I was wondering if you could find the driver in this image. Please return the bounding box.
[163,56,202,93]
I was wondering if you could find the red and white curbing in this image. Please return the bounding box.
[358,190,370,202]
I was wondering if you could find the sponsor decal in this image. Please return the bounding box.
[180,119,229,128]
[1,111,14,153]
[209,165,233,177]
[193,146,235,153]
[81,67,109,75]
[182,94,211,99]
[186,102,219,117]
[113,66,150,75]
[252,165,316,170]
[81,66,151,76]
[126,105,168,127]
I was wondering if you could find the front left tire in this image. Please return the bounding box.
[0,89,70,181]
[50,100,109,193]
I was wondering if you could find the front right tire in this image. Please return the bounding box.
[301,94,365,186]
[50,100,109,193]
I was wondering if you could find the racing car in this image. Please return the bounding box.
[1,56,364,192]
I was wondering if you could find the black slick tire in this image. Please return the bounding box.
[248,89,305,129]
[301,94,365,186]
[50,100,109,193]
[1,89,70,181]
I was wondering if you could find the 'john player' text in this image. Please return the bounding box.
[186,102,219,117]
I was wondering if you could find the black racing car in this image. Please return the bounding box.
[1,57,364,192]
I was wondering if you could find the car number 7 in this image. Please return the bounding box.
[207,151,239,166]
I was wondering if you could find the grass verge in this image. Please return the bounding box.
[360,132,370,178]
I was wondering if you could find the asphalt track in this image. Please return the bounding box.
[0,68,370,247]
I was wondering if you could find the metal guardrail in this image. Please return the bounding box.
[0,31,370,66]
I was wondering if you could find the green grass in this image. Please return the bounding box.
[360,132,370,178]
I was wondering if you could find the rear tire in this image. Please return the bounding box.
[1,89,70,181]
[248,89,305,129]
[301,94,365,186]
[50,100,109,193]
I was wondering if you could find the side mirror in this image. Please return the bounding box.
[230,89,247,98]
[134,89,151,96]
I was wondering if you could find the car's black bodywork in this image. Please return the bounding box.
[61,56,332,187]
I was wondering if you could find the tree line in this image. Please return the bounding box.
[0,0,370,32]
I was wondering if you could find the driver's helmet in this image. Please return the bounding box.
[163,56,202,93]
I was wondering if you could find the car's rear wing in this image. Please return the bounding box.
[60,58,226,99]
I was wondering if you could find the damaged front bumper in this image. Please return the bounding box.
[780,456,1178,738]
···
SET EXERCISE: Please collect every line of the items above that contains the string "tire", matching its case exactly.

THE OUTPUT:
I was wondering if you could find the front left tire in this image. Please return the bounding box.
I was wondering if you could find the front right tire in this image. Please return the bounding box.
I was wondering if you could find the black slick tire in this image. Please return the bounding box.
I was wondering if you could find the rear tire in this image. Please return the bounding box.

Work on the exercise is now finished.